== WHAT THIS TASK INVOLVES ==
Pictures should not appear in the copy; the records themselves must be written out exactly.
===
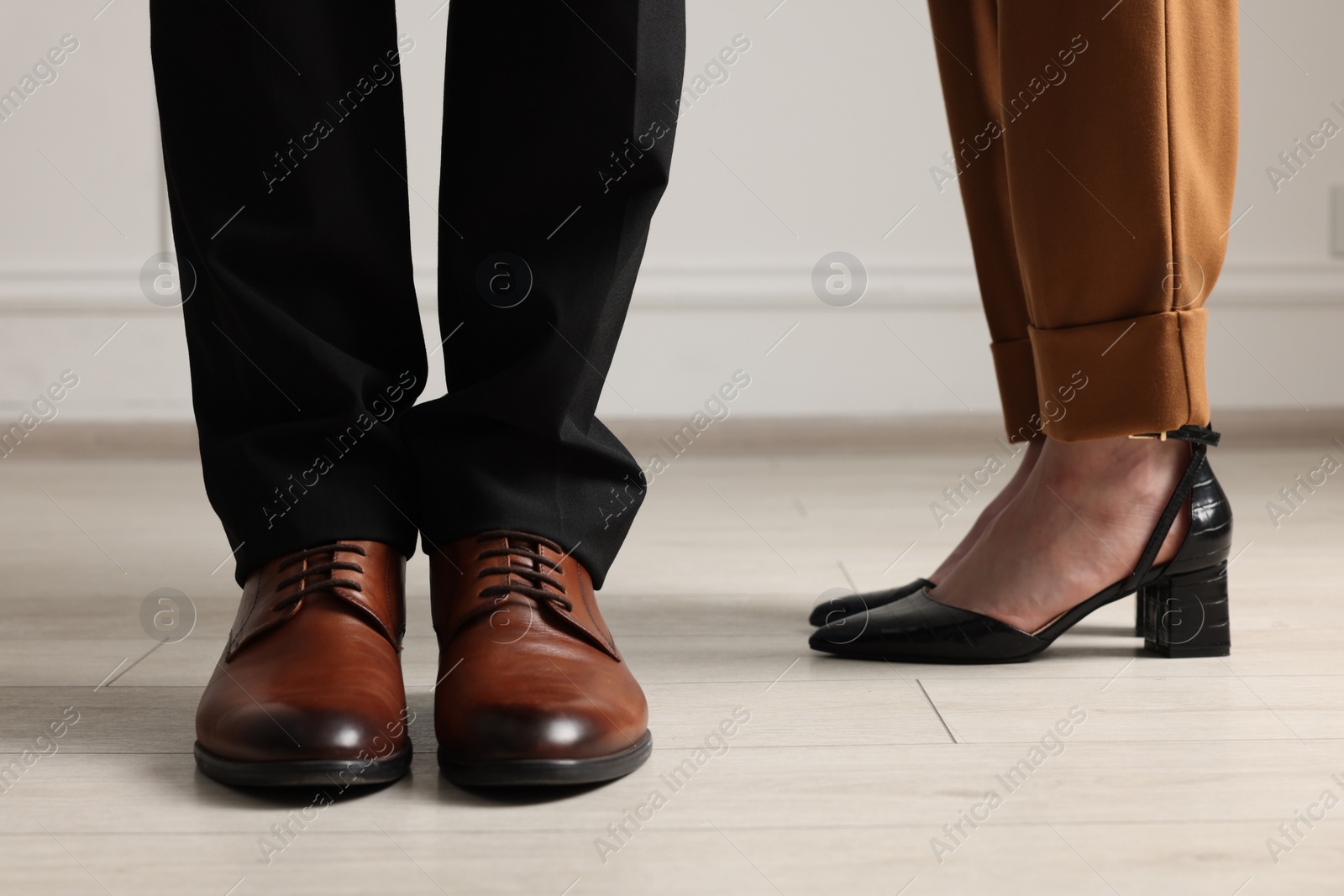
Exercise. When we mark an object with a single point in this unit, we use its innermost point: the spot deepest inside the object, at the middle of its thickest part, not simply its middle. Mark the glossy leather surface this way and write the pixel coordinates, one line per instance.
(312, 668)
(918, 629)
(847, 605)
(528, 667)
===
== SOLUTION TO THE PROBLEM ==
Exercise. When we mark an object with a single point in this unit, we use its innermost point: the spot deepest inside the object, at the middle of its thickest part, not simply its middle. Mark the glossy leather surface this way and write the pixel coordinates, one line per instance.
(312, 668)
(918, 629)
(847, 605)
(528, 667)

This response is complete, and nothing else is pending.